§ **Task directions**
Could you gather every line in the rows below that contains the string "smoothie" and copy each of those lines out in full?

§ **Supplied records**
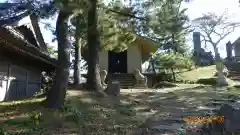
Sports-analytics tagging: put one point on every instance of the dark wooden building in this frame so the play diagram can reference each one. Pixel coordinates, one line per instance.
(22, 61)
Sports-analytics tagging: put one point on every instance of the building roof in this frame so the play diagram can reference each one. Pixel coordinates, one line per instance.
(15, 39)
(237, 41)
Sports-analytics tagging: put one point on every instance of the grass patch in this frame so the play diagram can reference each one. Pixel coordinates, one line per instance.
(195, 74)
(82, 114)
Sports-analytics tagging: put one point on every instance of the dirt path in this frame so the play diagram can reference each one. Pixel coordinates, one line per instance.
(163, 110)
(172, 107)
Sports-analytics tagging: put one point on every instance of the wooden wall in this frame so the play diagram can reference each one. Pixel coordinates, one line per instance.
(18, 81)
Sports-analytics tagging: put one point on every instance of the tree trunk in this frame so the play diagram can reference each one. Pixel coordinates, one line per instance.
(38, 34)
(56, 95)
(93, 39)
(77, 66)
(221, 79)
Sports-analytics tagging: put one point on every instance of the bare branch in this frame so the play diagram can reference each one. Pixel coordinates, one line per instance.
(209, 24)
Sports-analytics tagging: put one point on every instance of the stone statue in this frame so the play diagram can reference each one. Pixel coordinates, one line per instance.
(141, 80)
(103, 75)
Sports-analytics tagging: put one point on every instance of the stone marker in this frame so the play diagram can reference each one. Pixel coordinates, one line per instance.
(113, 88)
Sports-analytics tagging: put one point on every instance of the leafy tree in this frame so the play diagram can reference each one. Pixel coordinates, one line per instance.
(210, 25)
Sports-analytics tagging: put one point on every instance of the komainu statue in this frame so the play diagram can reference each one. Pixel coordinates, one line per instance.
(103, 75)
(141, 80)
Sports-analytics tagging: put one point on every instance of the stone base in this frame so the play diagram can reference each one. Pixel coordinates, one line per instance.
(221, 80)
(140, 87)
(113, 88)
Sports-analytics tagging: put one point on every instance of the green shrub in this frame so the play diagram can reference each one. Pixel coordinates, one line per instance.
(207, 81)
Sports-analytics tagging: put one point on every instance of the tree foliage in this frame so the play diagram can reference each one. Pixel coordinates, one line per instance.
(214, 28)
(173, 60)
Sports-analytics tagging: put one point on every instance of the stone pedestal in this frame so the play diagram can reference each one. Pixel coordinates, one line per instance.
(113, 88)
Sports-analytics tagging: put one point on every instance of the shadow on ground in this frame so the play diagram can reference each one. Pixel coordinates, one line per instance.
(86, 113)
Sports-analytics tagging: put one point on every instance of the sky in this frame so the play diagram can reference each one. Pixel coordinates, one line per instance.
(195, 9)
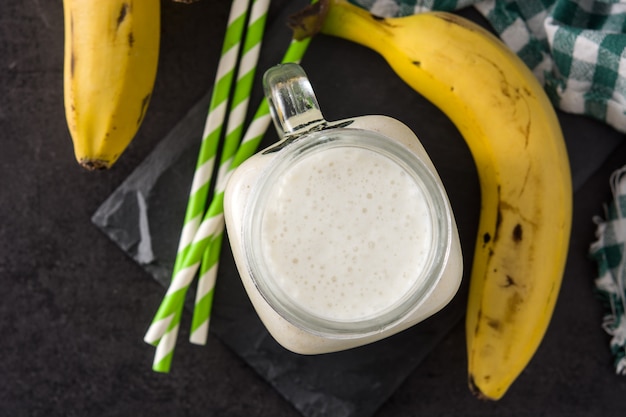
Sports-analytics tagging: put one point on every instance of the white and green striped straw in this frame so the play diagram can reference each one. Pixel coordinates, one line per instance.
(234, 131)
(209, 234)
(213, 223)
(198, 195)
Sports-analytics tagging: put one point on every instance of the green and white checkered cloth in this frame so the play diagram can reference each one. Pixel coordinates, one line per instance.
(575, 48)
(609, 252)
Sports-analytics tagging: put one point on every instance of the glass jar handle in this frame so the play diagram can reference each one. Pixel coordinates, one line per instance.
(291, 99)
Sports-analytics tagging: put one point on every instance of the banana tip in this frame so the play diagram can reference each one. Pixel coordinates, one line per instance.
(94, 164)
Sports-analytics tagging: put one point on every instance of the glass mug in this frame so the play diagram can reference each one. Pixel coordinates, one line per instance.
(342, 231)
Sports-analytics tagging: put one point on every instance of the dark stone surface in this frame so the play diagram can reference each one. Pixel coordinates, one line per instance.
(75, 307)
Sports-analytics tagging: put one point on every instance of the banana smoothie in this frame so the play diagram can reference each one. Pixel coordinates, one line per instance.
(346, 233)
(342, 238)
(342, 231)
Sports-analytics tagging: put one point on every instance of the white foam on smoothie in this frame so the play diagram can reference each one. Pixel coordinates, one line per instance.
(346, 233)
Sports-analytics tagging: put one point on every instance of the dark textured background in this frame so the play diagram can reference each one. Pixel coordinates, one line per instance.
(74, 307)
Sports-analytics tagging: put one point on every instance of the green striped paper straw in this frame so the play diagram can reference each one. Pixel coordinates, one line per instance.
(199, 191)
(213, 223)
(234, 131)
(210, 230)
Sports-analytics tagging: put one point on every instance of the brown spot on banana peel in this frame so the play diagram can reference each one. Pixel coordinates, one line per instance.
(144, 106)
(123, 13)
(517, 233)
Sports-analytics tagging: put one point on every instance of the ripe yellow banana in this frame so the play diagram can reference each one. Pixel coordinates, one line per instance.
(110, 64)
(516, 142)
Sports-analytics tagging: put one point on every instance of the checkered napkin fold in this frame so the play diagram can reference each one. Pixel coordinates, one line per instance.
(575, 48)
(609, 252)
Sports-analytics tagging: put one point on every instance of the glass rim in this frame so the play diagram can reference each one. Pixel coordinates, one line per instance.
(423, 285)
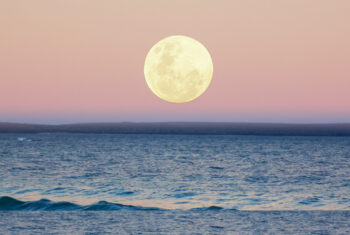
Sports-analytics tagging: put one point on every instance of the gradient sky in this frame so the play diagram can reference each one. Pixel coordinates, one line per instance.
(82, 61)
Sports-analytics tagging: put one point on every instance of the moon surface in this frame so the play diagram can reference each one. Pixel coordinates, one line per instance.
(178, 69)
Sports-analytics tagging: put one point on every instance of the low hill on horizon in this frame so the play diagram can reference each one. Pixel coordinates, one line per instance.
(200, 128)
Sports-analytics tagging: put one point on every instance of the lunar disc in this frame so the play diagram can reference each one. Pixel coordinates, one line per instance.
(178, 69)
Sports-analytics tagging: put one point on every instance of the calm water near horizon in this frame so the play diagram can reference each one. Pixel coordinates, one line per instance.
(171, 183)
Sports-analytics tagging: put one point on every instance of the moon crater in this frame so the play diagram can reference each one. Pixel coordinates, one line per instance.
(178, 69)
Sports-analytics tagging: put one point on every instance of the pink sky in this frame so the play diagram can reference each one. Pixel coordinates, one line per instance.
(82, 61)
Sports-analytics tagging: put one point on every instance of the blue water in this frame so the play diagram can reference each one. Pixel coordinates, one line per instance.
(211, 183)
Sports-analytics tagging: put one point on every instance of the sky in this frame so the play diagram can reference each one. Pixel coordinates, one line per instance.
(68, 61)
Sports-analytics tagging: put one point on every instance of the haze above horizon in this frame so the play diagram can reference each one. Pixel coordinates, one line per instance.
(82, 61)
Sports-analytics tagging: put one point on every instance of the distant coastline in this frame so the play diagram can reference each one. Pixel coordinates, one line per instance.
(195, 128)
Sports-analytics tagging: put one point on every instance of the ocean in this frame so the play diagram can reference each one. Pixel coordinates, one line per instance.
(69, 183)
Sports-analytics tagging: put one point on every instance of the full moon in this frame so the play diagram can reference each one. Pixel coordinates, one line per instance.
(178, 69)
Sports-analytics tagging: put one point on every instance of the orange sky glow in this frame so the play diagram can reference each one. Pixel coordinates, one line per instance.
(82, 60)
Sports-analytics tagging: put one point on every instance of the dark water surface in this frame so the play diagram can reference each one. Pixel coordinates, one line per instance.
(163, 183)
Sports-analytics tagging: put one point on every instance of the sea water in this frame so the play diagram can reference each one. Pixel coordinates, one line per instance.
(141, 183)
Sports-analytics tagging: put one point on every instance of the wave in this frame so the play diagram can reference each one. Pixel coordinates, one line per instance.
(9, 203)
(12, 204)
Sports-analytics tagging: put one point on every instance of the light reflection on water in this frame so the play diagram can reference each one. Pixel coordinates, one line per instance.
(178, 171)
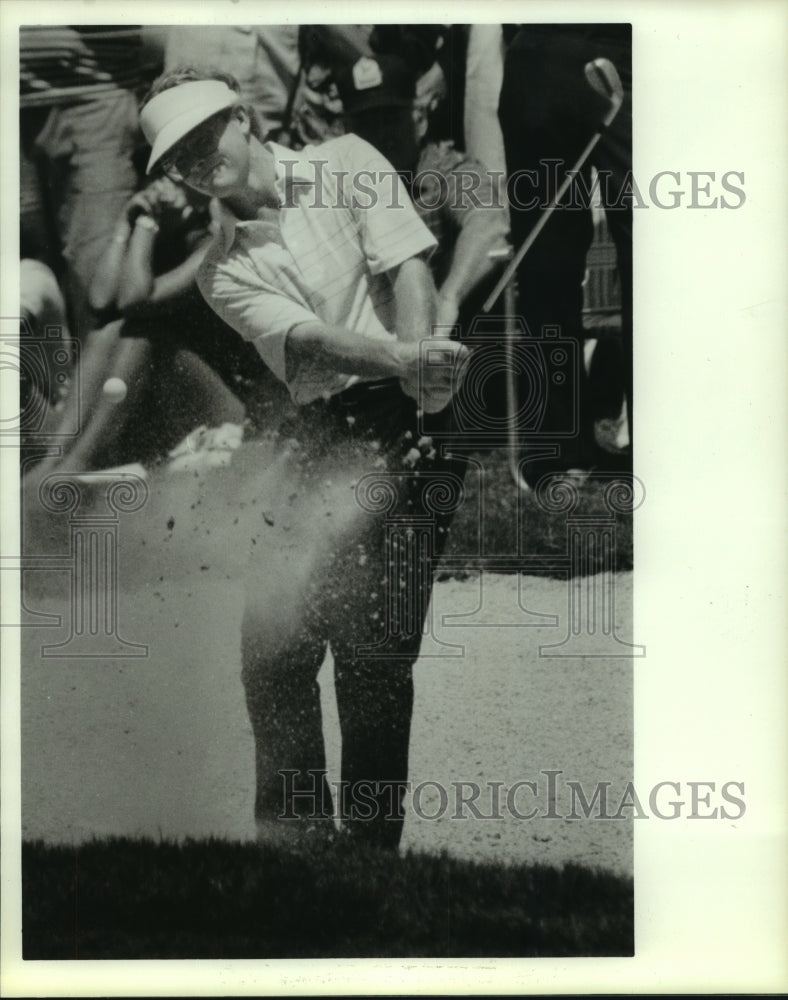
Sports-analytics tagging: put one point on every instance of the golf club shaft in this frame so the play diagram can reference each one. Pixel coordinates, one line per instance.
(543, 220)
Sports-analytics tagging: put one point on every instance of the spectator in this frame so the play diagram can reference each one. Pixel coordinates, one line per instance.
(548, 113)
(79, 90)
(155, 324)
(336, 298)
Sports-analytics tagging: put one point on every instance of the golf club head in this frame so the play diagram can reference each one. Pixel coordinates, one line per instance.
(603, 78)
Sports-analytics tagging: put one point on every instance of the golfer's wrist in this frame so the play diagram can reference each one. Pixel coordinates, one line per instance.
(146, 224)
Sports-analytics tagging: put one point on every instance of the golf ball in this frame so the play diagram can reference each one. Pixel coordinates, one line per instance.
(115, 390)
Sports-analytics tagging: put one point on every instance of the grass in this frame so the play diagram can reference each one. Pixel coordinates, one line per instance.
(141, 899)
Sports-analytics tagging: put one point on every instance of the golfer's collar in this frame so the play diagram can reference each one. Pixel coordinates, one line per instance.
(289, 167)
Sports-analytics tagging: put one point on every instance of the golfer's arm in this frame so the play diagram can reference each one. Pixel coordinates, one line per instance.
(483, 230)
(415, 299)
(314, 347)
(149, 295)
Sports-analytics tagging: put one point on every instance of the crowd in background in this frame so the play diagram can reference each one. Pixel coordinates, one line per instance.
(111, 255)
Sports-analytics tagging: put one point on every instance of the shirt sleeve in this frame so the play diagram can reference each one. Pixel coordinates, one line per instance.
(389, 228)
(254, 309)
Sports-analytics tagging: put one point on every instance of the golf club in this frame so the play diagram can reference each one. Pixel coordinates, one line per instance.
(603, 78)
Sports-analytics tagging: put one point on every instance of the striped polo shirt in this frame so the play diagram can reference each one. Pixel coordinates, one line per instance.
(344, 221)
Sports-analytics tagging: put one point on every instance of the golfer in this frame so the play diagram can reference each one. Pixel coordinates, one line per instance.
(320, 263)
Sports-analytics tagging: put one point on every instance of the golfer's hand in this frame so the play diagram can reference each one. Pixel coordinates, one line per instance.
(448, 309)
(435, 372)
(141, 204)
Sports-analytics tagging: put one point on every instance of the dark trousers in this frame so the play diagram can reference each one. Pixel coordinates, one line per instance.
(548, 112)
(368, 600)
(76, 175)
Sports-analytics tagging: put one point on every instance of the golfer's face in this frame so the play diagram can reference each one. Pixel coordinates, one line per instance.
(212, 158)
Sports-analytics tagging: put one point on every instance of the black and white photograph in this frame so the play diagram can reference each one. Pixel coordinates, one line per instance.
(365, 498)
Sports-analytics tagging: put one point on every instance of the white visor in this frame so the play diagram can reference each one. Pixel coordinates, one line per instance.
(173, 113)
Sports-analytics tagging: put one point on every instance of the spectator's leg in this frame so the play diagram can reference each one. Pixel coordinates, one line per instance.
(280, 667)
(94, 145)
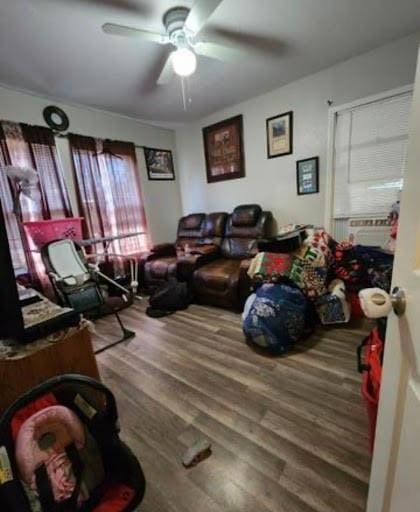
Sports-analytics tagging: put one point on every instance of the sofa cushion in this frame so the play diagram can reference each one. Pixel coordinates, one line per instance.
(219, 274)
(246, 215)
(162, 268)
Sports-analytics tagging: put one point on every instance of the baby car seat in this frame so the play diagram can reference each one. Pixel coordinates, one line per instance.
(60, 451)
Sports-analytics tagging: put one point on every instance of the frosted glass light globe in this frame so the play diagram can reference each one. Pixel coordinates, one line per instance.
(184, 62)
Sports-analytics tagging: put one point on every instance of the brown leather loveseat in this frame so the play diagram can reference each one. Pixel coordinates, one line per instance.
(199, 237)
(224, 281)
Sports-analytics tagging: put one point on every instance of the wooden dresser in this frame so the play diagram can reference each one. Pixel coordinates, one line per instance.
(23, 367)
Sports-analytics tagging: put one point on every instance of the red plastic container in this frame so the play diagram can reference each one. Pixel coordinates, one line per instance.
(41, 232)
(371, 407)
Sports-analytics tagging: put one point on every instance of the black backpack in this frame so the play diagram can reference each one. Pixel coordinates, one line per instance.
(168, 298)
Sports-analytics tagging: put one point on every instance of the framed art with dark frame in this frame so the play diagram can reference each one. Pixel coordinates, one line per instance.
(224, 150)
(159, 163)
(280, 135)
(307, 176)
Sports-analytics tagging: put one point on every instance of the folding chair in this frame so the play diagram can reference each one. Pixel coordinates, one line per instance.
(76, 283)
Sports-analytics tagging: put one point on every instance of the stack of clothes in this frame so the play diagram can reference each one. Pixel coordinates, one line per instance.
(311, 281)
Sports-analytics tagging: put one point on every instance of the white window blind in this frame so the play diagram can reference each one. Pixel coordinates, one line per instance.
(370, 149)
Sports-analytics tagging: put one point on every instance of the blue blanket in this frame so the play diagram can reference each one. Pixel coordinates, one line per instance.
(277, 317)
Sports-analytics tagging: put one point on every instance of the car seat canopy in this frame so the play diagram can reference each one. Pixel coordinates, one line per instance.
(61, 440)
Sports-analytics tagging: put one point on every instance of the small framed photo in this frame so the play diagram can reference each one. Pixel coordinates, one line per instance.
(224, 150)
(307, 176)
(159, 163)
(280, 135)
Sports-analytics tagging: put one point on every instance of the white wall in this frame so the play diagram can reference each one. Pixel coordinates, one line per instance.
(162, 199)
(272, 182)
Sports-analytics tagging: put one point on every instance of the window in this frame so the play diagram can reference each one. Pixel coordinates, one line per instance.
(31, 146)
(370, 148)
(109, 194)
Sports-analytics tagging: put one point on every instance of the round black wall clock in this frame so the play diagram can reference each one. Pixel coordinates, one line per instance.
(56, 118)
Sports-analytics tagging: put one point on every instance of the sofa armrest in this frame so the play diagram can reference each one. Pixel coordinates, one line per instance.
(245, 282)
(162, 250)
(205, 249)
(198, 257)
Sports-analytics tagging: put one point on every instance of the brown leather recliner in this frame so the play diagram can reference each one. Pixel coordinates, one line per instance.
(224, 282)
(198, 241)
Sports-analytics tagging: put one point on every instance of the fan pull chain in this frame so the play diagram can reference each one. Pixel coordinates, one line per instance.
(186, 98)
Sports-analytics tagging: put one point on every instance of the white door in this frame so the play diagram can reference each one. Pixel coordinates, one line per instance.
(395, 477)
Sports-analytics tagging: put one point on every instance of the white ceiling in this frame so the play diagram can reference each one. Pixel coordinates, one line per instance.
(56, 48)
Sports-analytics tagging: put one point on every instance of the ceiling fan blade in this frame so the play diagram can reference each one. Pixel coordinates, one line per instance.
(219, 52)
(121, 30)
(270, 46)
(167, 72)
(131, 6)
(200, 13)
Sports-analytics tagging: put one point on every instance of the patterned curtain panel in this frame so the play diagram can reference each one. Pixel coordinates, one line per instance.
(109, 194)
(31, 146)
(6, 198)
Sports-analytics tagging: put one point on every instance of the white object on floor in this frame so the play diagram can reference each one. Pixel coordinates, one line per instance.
(375, 302)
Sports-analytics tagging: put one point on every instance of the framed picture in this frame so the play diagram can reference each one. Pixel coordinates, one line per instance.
(224, 151)
(280, 135)
(307, 177)
(160, 165)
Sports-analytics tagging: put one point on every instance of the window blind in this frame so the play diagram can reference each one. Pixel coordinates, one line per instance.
(369, 156)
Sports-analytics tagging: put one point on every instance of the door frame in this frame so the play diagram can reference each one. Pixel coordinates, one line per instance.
(332, 122)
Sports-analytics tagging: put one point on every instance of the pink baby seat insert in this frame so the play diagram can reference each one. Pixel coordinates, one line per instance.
(42, 440)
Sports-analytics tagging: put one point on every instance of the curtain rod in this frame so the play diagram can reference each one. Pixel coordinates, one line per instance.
(66, 136)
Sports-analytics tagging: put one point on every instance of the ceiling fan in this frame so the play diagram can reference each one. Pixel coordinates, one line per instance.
(182, 26)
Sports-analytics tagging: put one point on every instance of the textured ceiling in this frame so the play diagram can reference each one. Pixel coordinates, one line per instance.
(56, 48)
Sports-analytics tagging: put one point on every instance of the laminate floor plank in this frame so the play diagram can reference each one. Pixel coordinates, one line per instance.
(289, 434)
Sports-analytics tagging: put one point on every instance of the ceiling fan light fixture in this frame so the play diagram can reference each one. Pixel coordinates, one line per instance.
(184, 61)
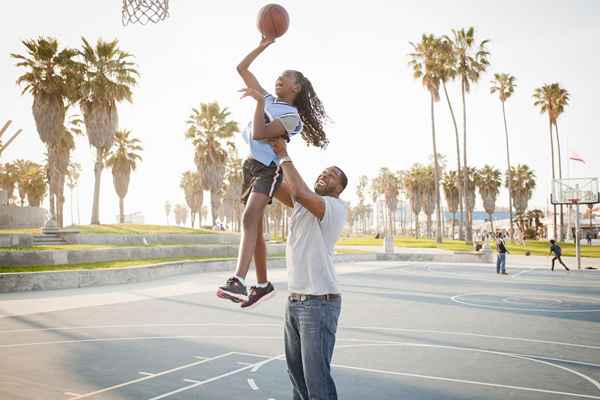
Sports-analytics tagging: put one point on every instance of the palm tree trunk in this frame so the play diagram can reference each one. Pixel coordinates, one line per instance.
(97, 176)
(436, 175)
(121, 210)
(461, 235)
(553, 171)
(562, 218)
(469, 227)
(509, 172)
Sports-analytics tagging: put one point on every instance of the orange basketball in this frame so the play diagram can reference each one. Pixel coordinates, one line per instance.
(273, 20)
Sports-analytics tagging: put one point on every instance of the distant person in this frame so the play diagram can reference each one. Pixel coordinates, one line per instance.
(555, 249)
(501, 258)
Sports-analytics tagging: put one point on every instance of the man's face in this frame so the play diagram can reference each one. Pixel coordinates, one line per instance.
(329, 182)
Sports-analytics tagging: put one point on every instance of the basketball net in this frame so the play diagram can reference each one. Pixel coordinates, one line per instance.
(144, 11)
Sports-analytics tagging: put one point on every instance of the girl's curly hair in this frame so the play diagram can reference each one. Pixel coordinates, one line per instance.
(312, 113)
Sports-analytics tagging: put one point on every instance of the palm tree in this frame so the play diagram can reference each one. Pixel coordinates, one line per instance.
(122, 160)
(521, 182)
(73, 176)
(413, 182)
(427, 187)
(425, 62)
(504, 85)
(108, 76)
(210, 130)
(8, 180)
(191, 183)
(472, 61)
(560, 97)
(52, 77)
(468, 176)
(450, 184)
(545, 98)
(35, 186)
(167, 210)
(488, 180)
(448, 71)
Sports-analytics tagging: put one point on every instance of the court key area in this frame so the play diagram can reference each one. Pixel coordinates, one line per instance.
(407, 331)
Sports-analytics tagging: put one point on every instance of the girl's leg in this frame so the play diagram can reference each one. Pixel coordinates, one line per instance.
(260, 255)
(253, 214)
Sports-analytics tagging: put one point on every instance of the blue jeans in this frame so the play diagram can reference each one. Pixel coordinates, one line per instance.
(310, 328)
(501, 263)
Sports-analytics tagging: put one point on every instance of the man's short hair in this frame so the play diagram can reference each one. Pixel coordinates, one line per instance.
(343, 177)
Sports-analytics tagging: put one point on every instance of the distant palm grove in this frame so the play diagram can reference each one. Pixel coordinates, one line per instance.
(77, 91)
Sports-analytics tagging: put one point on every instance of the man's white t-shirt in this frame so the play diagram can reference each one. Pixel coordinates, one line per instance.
(311, 246)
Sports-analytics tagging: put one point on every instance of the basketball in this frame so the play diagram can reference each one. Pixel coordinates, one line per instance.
(273, 20)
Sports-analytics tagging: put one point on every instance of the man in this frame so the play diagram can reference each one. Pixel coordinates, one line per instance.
(555, 248)
(314, 303)
(501, 258)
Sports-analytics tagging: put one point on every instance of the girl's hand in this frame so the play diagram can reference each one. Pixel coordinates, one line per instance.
(251, 92)
(266, 42)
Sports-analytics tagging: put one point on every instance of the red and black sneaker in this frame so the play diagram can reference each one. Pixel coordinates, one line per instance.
(259, 295)
(233, 290)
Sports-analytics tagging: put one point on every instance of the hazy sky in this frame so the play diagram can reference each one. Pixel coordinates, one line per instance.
(355, 53)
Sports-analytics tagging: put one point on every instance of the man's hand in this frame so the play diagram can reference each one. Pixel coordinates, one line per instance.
(279, 146)
(252, 92)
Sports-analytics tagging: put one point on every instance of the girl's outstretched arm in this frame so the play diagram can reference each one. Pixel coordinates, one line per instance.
(248, 77)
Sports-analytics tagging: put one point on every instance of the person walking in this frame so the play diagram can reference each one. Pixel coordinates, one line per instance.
(501, 257)
(556, 250)
(314, 303)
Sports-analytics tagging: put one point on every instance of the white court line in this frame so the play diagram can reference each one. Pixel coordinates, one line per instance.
(439, 378)
(200, 383)
(521, 273)
(82, 396)
(252, 384)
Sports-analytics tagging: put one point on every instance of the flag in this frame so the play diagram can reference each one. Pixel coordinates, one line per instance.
(576, 157)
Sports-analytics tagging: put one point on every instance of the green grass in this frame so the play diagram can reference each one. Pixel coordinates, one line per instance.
(535, 247)
(135, 229)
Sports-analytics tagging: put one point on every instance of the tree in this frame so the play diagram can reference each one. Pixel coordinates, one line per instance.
(122, 160)
(471, 62)
(8, 180)
(425, 62)
(448, 71)
(413, 182)
(521, 182)
(210, 130)
(488, 180)
(73, 176)
(167, 210)
(468, 176)
(191, 183)
(107, 78)
(504, 85)
(52, 76)
(450, 184)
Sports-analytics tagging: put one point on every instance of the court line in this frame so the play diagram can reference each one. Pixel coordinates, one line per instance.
(131, 382)
(200, 383)
(252, 384)
(464, 302)
(341, 327)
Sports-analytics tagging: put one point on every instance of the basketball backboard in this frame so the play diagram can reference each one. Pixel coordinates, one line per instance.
(575, 190)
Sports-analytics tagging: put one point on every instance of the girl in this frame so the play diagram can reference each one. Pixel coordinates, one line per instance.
(294, 109)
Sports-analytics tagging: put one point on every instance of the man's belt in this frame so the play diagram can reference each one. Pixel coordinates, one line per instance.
(304, 297)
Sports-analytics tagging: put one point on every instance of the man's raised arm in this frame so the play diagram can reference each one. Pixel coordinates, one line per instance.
(297, 188)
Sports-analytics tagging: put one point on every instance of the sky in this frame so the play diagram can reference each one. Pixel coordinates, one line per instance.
(355, 54)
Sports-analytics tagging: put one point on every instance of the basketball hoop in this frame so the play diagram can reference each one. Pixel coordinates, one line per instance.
(144, 11)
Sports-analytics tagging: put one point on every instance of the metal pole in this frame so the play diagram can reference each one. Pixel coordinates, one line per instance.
(577, 246)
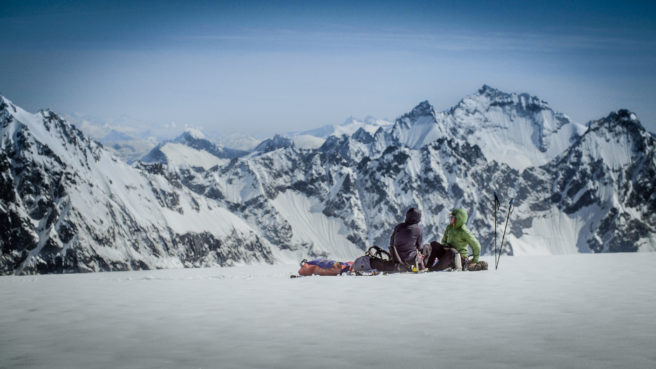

§ **Worked answer**
Sports-analytics tagging: put one point on every instance of the banana smoothie in this frame so the play diagram can reference each one. Pixel coordinates, one line per instance.
Sports-analytics tagging: put one point on every instance of the white foam on smoothie in this frame so the play diagram can reference each one. Pixel coordinates, one line per instance.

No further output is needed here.